● Selected extract
In the household the use of auspices was in origin at any rate very
general indeed: 'Nothing,' Cicero tells us, 'of importance used to be
undertaken unless with the sanction of the auspices' (_auspicato_). The
right of interrogating the will of the gods, rested, as one might
expect, with the master of the house, assisted no doubt by the private
augur as the repository of lore and the interpreter of what the master
saw. But of the details of domestic augury we know but little. Cato in
one passage insists on the extreme importance of silence for the
purpose, and Festus suggests that this was secured by the master of the
house rising in the depths of the night to inspect the heavens. We have
seen already that the taking of the auspices played an important part
in the ceremonies of betrothal and marriage, and that the indications
of the divine will might be very varied we may gather from a story in
Cicero. An aunt wishing to take the auspices for her niece's betrothal,
conducted her into an open consecrated space (_sacellum_) and sat down
on the stool of augury (_sella_) with her niece standing at her side.
After a while the girl tired and asked her aunt to give her a little of
the stool: the aunt replied, 'My child, I give up my seat to you':
nothing further happened and this answer turned out in fact to be the
auspicious sign: the aunt died, the niece married the widower and so
became mistress of the house.

Of augury in agricultural life we have some indication in the annual
observance of the 'spring augury' (_augurium verniserum_) and the
midsummer ceremony of the _augurium canarium_, which seems to have been
a combination of the offering of a red dog (possibly to avert mildew)
and an augury for the success of the crops. To the rustic stratum
possibly belongs also the _augurium salutis populi_, though later it
was a yearly act celebrated whenever the Roman army was not at war and
so became connected with the shutting of the temple of Ianus.

The state greatly developed and organised the whole system of auguries
and auspices. The college of augurs ranked second only in importance to
the pontifical college, and their duties with regard to both augury and
auspice are sufficiently clear. Like the _pontifices_ in relation to
cult, they are the storehouse of all tradition, and to them appeal may
be made in all cases of doubt both public and private: they were
jealous of their secrets and in later times their mutual consciousness
of deception became proverbial. The right of augury--in origin simply
the inspection of the heavens--was theirs alone, and it was exercised
particularly on the annual occasions mentioned and at the installation
of priests, of which we get a typical instance in Livy's account of the
consecration of Numa.

The auspices on the other hand--in origin 'signs from birds' (_avis_,
_spicere_)--were the province of the magistrate about to undertake some
definite action on behalf of the state whether at home or on the field
of battle. Here the augur's functions were merely preparatory and
advisory. It was his duty to prepare the _templum_, the spot from which
the auspices are to be taken--always a square space, with boundaries
unbroken except at the entrance, not surrounded by wall or necessarily
by line, but clearly indicated (_effatus_) by the augur, and marked off
(_liberatus_) from the surroundings: in the comitia and other places in
Rome there were permanent _templa_, but elsewhere they must be
specially made. The magistrate then enters the _templum_ and observes
the signs (_spectio_): if there is any doubt as to interpretation--and
seeing the immense complication of the traditions (_disciplina_), this
must often have been the case--the augur is referred to as interpreter.

● Supplied data
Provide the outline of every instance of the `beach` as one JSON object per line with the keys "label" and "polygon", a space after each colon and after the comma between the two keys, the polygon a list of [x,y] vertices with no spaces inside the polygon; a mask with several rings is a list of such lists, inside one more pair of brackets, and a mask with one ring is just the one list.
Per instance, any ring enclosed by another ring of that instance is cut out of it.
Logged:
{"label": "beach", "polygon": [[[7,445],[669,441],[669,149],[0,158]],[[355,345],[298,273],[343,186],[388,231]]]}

● Requirement
According to the passage on Roman augury, which college ranked above the college of augurs in importance?

● Task response
The pontifical college.